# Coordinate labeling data
::::::::::
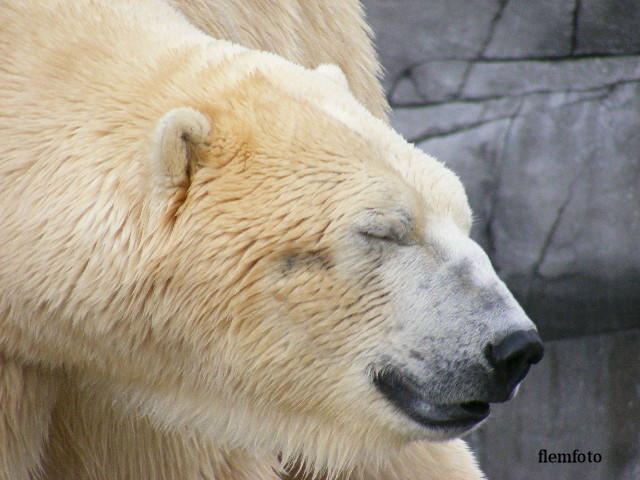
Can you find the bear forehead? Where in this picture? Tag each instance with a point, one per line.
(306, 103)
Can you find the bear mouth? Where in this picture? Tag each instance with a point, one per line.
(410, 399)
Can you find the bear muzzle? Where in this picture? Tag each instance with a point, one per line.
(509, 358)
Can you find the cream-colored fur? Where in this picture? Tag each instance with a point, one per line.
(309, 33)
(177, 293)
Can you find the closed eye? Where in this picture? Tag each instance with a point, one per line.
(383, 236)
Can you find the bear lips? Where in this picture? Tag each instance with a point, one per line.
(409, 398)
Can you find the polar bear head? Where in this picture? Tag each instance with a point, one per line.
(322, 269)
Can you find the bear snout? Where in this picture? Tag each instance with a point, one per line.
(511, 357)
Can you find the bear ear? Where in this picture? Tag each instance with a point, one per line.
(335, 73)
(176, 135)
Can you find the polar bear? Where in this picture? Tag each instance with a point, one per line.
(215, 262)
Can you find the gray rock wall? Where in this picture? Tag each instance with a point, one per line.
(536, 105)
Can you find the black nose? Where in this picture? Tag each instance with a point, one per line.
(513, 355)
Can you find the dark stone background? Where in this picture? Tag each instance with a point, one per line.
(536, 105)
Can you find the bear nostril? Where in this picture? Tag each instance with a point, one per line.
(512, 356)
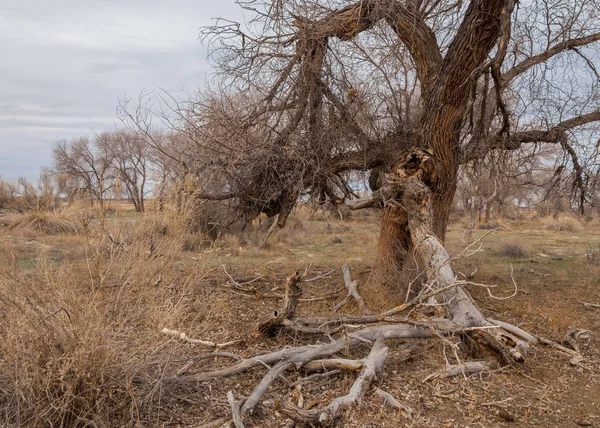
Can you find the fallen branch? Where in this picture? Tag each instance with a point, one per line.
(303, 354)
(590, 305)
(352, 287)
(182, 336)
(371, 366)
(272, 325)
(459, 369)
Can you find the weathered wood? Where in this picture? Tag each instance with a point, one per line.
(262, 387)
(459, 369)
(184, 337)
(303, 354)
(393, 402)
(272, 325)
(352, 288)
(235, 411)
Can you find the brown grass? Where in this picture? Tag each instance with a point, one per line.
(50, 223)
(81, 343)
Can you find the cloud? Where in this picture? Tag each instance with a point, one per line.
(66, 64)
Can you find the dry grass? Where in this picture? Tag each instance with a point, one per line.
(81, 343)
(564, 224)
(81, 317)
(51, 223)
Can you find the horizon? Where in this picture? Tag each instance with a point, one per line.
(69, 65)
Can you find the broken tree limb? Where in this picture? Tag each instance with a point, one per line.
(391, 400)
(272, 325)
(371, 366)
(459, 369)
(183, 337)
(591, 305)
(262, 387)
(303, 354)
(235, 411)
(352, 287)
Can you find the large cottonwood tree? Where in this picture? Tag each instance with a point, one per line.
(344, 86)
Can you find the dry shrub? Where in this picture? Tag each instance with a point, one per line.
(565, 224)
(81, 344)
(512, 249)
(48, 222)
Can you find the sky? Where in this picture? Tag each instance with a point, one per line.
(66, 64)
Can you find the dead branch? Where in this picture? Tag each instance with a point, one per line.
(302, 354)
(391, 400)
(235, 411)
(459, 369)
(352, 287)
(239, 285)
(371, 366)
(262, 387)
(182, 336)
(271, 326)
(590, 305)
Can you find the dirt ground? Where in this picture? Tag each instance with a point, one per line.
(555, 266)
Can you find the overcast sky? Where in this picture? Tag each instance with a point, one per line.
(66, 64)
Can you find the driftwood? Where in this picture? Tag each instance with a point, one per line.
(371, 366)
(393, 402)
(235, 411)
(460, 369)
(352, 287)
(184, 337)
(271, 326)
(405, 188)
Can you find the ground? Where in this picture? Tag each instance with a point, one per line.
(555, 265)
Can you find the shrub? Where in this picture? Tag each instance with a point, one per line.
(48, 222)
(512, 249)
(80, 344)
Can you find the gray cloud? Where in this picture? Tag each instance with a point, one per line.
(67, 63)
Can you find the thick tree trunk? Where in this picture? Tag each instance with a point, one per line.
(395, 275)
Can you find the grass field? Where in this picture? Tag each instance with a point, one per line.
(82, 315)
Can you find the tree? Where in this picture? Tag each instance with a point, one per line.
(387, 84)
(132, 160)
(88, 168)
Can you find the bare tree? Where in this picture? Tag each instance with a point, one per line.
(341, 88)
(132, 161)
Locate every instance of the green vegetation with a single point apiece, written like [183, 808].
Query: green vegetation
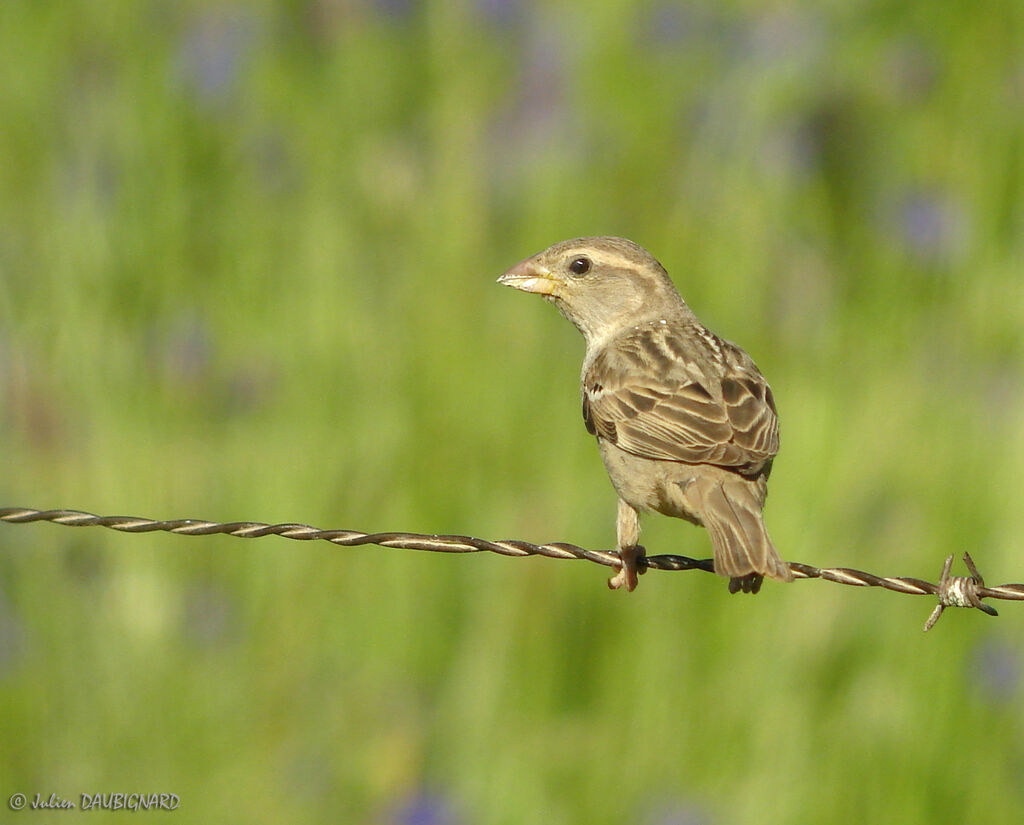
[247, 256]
::::::::::
Copy all the entries above word for word, leaving out the pictures.

Can you find the bear forehead? Where in this picture? Tag each instance with a point, one per line.
(306, 103)
Can you find the bear mouth? Where in this picture? Tag each instance with a point, one per line.
(410, 399)
Can you find the bear muzzle? Where in this picture? Tag each instance with a point, one per line.
(509, 358)
Can you find the cream-colored fur? Where in this picture? Tag each instance with a point, one per line.
(309, 33)
(177, 293)
Can you find the closed eye? Where in this picture? Tag each instance with a point, one per line.
(383, 236)
Can you find the bear lips? Where in this picture? Tag each instance with a point, one per line.
(409, 398)
Can you find the polar bear head? Where in this picture? Tag each instance with a point, one per line.
(322, 269)
Can you find the bear snout? Where in this picture? Tag each instance with a point, one per line.
(511, 357)
Can you find the bear ear? Where in this picture? Tag each instance with a point, one per line.
(335, 73)
(176, 135)
Can you find the polar bear? Where in this picture? Tag each instance with a point, one per line.
(215, 262)
Can you find the gray rock wall? Where in this picture? Tag each instance with a point, one per line.
(536, 105)
Can you find the black nose? Where in this picture? Tag each instance with a point, one per line.
(513, 355)
Can you find the dark stone background? Where in this picture? Tag each instance with a point, one per line.
(536, 105)
Can you find the bear nostril? Where in this picture? Tag each instance with a point, one per line.
(512, 356)
Can you find the fallen branch? Where in this picture? Tag each instance with a point, one per line.
(303, 354)
(590, 305)
(352, 287)
(182, 336)
(371, 366)
(272, 325)
(459, 369)
Can you find the weathered wood? Where in this picture? Tag each instance with a point, one per line.
(262, 387)
(459, 369)
(184, 337)
(303, 354)
(393, 402)
(272, 325)
(352, 288)
(235, 411)
Can you find the brown grass? Where in this picture? Tag each instance with a point, one per line.
(50, 223)
(81, 343)
Can you find the cloud? Where in this picture? Tag each instance with a point, one per line.
(66, 64)
Can you find the dry grass? Where in this picture? Tag each instance with a point, one per line.
(81, 343)
(564, 224)
(81, 317)
(51, 223)
Can you find the horizon? Where in this picture? Tag each instance with a point, one per line.
(69, 65)
Can you find the broken tree limb? Where in this picture? Tag each instance with a point, one per line.
(391, 400)
(272, 325)
(371, 366)
(459, 369)
(183, 337)
(591, 305)
(262, 387)
(303, 354)
(235, 411)
(352, 287)
Can you find the large cottonwood tree? Where in this picture? Tag each instance with a point, one per line.
(344, 86)
Can you find the dry shrub? Where in this picture? Tag each instance with a point, one per line.
(565, 224)
(81, 344)
(512, 249)
(48, 222)
Can you find the sky? Where in this picture? Tag each instance with a point, one per line.
(66, 64)
Can you find the dead branch? Where in this picture? Tag each instance with a point, one per line.
(302, 354)
(391, 400)
(235, 411)
(459, 369)
(352, 287)
(239, 285)
(371, 366)
(262, 387)
(182, 336)
(271, 326)
(590, 305)
Can you find the dirt ground? Where in this picture? Tag each instance with a point, one per line.
(555, 266)
Can you find the overcast sky? Where in this picture? Tag each instance with a point, one per line.
(66, 64)
Can you find the driftwood? Where in this picture? Tag each instance with a point, one per line.
(371, 366)
(393, 402)
(235, 411)
(460, 369)
(352, 287)
(184, 337)
(271, 326)
(405, 188)
Can you find the ground? Where in this picture? Tag each instance with a point, one per line.
(555, 265)
Can you find the shrub? Where in this picture? Tag each instance with a point, one per line.
(48, 222)
(512, 249)
(80, 344)
Can you find the gray cloud? Where in this picture? Tag each instance with a point, one per line.
(67, 63)
Can you find the thick tree trunk? Where in this picture? Tag each instance with a point, one per line.
(395, 275)
Can you find the grass field? Where in this picture? Tag each instance with a point, one per line.
(82, 315)
Can you find the tree? Where in this picture? Tag each instance with a point, one per line.
(387, 84)
(132, 160)
(88, 168)
Can you find the bare tree? Where in this picture? Tag each instance with a point, one per line.
(341, 88)
(132, 161)
Locate every instance of the green vegetation with a single point apiece, written like [183, 808].
Query: green vegetation
[247, 256]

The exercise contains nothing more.